--- Übungstext ---

Die Teuerung ist in vielen Ländern deutlich stärker gestiegen als erwartet. Doch die Notenbanker – zuständig für die Preisstabilität – gaben zunächst Entwarnung. Die steigenden Preise seien ein vorübergehendes Phänomen, unter anderem aktuellen Produktionsengpässen geschuldet. Doch warnen auch Notenbanker wie Jerome Powell in den USA bereits davor, dass sie «vorübergehend» länger dauern könnte.
Grösste Bedeutung für ihre Überzeugung, dass die Teuerung sich nicht bei höheren Raten verselbstständigt, hat die Beobachtung, dass die Inflationserwartungen sich nur wenig verändert haben. Das lässt sich aus Befragungen und Kapitalmarktdaten herauslesen. Wenn Beschäftigte und Firmen in Zukunft keine höhere Inflation erwarten, haben sie keinen Grund, deshalb ihre Preise und Löhne laufend entsprechend anzupassen, und die Preise steigen dann nicht mehr weiter.
Wichtigster Testfall hierzu sind die USA. Dort sind die Konsumentenpreise bis zum August im Jahresvergleich bereits um 5,3 Prozent gestiegen. Das ist mehr als doppelt so stark, wie die US-Notenbank Fed zu Jahresbeginn vorausgesagt hat. Zwar haben auch die Inflationserwartungen etwas zugenommen, doch bei weitem nicht so stark wie die Konsumentenpreise. Also sah man beim Fed bisher keinen Grund zur Sorge.

--- Ausgewählte Datensätze ---

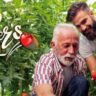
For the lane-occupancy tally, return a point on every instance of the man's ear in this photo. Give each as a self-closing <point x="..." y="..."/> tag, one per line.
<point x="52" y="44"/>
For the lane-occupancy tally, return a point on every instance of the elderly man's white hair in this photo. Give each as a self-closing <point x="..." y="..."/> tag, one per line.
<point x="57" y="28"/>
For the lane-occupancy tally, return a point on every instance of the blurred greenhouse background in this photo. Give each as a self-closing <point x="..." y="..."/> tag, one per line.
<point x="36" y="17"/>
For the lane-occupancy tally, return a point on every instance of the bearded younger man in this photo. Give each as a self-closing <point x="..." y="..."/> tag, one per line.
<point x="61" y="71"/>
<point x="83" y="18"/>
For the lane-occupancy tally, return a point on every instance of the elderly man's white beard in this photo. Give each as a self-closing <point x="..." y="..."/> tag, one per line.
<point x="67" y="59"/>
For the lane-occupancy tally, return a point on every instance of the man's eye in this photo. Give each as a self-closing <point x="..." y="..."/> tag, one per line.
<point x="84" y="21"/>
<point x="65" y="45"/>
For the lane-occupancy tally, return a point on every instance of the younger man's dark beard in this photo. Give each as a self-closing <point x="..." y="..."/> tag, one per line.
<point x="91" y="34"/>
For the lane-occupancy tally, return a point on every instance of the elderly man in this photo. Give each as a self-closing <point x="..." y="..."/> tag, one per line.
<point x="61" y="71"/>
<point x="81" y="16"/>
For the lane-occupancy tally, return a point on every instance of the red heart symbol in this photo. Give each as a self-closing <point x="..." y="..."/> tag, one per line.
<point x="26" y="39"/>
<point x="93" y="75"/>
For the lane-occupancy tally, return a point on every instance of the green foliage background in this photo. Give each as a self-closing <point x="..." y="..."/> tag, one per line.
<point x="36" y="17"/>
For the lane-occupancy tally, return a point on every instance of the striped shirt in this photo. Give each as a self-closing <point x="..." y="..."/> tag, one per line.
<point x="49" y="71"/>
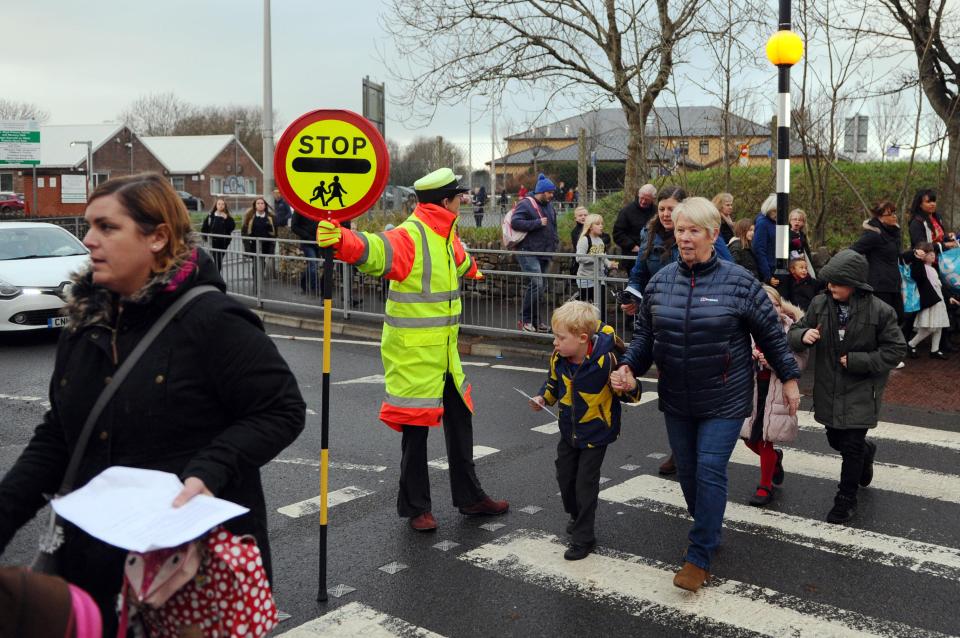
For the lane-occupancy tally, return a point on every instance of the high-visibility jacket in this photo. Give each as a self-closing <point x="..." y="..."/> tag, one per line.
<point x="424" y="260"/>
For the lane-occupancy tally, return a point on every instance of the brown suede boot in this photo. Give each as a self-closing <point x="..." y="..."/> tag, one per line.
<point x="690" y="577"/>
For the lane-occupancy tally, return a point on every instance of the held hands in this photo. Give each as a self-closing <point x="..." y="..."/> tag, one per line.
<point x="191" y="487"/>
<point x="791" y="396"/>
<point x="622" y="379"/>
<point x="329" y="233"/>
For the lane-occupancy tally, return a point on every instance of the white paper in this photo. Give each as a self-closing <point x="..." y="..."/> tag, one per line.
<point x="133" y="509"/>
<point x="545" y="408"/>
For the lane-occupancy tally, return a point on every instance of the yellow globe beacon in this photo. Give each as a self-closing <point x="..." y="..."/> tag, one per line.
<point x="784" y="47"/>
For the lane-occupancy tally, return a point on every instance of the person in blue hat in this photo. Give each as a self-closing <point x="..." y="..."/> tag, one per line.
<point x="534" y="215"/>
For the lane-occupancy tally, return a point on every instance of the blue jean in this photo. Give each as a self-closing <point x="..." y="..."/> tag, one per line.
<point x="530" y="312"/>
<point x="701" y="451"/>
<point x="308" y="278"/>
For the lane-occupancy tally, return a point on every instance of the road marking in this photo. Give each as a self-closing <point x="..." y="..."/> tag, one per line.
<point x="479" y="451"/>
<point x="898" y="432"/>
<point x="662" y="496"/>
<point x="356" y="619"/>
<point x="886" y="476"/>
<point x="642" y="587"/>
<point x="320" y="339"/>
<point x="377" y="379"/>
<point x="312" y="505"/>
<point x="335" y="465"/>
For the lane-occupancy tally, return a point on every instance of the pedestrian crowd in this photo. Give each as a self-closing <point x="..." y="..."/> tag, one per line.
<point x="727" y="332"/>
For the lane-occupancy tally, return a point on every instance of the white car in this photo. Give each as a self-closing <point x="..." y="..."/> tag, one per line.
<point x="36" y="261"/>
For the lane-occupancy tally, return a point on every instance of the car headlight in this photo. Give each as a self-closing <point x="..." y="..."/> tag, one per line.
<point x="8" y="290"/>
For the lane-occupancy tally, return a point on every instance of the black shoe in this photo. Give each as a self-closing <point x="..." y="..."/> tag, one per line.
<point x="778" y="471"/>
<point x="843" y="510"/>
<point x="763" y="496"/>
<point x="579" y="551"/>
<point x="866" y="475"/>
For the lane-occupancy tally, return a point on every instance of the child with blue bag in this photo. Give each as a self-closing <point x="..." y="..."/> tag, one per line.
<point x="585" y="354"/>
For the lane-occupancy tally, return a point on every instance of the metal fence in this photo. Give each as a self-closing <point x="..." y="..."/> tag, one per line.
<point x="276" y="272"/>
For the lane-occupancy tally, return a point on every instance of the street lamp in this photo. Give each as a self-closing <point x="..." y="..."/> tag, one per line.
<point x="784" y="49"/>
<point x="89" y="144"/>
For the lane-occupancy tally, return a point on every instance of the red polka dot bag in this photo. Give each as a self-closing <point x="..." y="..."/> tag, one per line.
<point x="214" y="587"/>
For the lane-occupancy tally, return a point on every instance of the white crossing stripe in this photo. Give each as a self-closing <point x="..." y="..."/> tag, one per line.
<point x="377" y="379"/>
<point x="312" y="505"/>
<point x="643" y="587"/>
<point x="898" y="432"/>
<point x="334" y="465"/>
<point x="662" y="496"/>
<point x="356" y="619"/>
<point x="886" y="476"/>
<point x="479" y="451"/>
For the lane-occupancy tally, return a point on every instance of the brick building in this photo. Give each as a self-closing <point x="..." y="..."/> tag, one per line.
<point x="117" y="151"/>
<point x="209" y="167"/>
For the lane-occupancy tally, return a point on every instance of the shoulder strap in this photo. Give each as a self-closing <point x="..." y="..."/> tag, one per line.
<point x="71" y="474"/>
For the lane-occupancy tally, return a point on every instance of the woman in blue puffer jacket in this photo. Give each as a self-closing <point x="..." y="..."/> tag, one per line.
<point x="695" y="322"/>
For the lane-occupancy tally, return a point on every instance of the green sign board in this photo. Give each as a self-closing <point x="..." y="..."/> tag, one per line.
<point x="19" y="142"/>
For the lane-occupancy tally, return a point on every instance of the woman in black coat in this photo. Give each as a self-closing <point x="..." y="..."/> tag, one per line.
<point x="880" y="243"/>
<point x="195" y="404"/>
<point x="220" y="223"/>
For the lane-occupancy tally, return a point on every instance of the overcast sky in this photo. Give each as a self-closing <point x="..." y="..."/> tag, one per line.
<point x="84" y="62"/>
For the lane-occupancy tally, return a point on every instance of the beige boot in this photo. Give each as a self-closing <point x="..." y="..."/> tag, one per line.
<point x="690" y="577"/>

---
--- Ausgewählte Datensätze ---

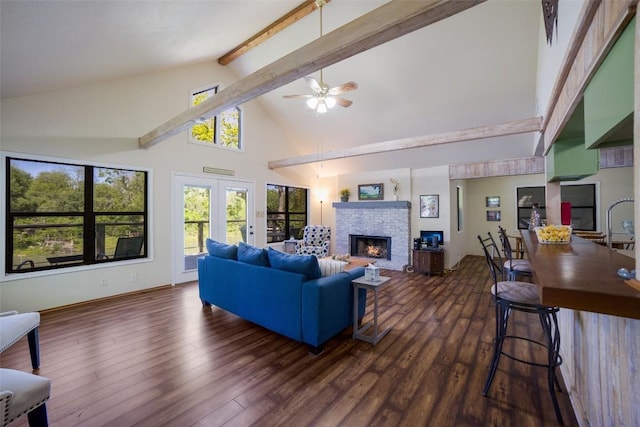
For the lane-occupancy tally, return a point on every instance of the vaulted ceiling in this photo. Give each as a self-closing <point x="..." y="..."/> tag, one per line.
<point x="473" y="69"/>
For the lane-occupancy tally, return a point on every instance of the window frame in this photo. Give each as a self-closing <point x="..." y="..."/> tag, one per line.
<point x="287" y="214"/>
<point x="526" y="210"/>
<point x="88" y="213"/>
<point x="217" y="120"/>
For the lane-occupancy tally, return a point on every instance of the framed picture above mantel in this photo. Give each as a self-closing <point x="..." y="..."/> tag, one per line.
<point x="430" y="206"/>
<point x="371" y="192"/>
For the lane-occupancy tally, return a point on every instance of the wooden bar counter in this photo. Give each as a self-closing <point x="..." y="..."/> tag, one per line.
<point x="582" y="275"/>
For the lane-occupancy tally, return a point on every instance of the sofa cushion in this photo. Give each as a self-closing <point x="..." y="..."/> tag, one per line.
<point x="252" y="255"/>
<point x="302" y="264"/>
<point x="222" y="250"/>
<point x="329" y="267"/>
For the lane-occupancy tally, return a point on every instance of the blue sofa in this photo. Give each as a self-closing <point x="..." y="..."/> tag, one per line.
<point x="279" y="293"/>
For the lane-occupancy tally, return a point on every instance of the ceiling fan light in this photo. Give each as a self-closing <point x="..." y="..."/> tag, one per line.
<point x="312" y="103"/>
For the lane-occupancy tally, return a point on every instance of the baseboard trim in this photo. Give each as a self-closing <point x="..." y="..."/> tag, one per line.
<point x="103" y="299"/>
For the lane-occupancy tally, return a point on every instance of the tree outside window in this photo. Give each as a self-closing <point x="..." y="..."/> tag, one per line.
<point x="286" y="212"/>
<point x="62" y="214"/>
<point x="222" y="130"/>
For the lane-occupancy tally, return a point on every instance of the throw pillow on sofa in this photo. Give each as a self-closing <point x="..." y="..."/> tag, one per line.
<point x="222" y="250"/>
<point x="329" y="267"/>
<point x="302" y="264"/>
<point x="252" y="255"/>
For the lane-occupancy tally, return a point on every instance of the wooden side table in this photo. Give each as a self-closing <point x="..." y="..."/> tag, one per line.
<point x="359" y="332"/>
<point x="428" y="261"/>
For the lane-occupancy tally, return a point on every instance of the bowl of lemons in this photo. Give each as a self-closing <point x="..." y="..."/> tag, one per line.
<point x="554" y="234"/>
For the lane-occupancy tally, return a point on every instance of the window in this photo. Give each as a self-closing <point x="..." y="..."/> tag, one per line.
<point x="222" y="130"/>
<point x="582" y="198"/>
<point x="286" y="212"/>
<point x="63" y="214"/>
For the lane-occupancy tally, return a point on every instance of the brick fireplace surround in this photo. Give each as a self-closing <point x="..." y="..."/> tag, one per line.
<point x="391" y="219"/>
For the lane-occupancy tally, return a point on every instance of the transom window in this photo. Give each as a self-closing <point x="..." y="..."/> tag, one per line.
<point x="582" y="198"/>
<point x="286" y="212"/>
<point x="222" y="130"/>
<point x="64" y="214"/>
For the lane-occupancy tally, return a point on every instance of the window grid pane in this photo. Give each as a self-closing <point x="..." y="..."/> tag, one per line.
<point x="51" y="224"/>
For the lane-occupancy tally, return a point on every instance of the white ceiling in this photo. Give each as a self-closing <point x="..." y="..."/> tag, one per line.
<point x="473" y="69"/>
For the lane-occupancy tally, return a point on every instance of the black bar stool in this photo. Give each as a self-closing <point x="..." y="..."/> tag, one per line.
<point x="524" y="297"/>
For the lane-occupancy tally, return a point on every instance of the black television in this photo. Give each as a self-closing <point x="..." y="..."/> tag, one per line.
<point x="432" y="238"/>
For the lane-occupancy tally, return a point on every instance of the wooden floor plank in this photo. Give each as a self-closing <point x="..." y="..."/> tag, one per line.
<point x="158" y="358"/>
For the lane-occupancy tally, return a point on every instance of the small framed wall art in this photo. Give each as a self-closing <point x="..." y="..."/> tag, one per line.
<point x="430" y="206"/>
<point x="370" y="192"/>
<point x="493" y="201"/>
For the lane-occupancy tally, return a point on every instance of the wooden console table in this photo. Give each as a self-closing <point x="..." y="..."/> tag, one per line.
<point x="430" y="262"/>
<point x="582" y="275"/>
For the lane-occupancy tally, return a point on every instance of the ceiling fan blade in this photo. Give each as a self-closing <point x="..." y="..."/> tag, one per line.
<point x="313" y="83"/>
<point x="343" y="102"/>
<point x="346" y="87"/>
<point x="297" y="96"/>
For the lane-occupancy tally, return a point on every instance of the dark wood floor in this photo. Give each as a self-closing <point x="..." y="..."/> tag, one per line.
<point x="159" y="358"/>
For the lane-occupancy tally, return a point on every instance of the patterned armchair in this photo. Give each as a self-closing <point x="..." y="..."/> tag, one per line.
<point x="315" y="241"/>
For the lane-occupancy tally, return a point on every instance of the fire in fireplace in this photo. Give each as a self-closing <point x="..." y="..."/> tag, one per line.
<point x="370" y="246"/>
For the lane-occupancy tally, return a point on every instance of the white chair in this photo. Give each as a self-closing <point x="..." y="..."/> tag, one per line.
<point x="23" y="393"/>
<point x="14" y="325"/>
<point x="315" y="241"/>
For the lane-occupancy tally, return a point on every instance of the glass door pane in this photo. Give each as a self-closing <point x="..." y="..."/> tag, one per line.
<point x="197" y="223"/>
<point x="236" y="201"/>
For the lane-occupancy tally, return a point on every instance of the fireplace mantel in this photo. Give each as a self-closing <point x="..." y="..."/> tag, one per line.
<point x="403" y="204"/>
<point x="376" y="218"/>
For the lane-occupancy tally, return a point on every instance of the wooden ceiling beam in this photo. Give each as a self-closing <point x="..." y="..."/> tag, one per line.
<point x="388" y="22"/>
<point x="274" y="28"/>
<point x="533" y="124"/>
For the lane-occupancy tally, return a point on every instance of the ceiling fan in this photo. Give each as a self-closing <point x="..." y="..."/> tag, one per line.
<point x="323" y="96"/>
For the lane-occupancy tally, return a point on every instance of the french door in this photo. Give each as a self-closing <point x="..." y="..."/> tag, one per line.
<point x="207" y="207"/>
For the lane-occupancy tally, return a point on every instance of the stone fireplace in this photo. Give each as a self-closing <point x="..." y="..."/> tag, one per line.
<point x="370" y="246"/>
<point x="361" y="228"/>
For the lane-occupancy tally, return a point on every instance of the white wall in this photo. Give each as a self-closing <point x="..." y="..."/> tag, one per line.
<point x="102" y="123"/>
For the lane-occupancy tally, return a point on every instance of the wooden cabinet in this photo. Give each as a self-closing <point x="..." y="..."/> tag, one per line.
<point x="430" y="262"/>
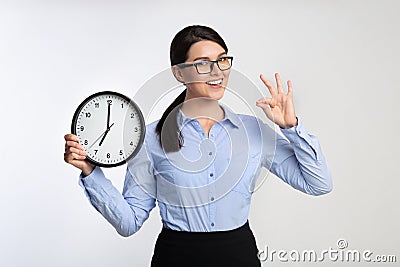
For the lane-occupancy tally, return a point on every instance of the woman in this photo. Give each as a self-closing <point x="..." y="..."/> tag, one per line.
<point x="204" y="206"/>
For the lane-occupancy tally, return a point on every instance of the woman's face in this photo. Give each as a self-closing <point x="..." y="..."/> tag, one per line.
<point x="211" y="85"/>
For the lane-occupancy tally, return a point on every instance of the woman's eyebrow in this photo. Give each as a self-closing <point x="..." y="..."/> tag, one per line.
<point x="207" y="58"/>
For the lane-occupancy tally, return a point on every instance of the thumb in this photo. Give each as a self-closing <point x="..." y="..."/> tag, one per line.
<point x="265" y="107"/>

---

### [Die Aufgabe]
Gib den Text zur Teuerung vollständig und Wort für Wort wieder. Die Auflistung stammt aus einer anderen Quelle.

### [Ergebnis]
Die Teuerung ist in vielen Ländern deutlich stärker gestiegen als erwartet. Doch die Notenbanker – zuständig für die Preisstabilität – gaben zunächst Entwarnung. Die steigenden Preise seien ein vorübergehendes Phänomen, unter anderem aktuellen Produktionsengpässen geschuldet. Doch warnen auch Notenbanker wie Jerome Powell in den USA bereits davor, dass sie «vorübergehend» länger dauern könnte.
Grösste Bedeutung für ihre Überzeugung, dass die Teuerung sich nicht bei höheren Raten verselbstständigt, hat die Beobachtung, dass die Inflationserwartungen sich nur wenig verändert haben. Das lässt sich aus Befragungen und Kapitalmarktdaten herauslesen. Wenn Beschäftigte und Firmen in Zukunft keine höhere Inflation erwarten, haben sie keinen Grund, deshalb ihre Preise und Löhne laufend entsprechend anzupassen, und die Preise steigen dann nicht mehr weiter.
Wichtigster Testfall hierzu sind die USA. Dort sind die Konsumentenpreise bis zum August im Jahresvergleich bereits um 5,3 Prozent gestiegen. Das ist mehr als doppelt so stark, wie die US-Notenbank Fed zu Jahresbeginn vorausgesagt hat. Zwar haben auch die Inflationserwartungen etwas zugenommen, doch bei weitem nicht so stark wie die Konsumentenpreise. Also sah man beim Fed bisher keinen Grund zur Sorge.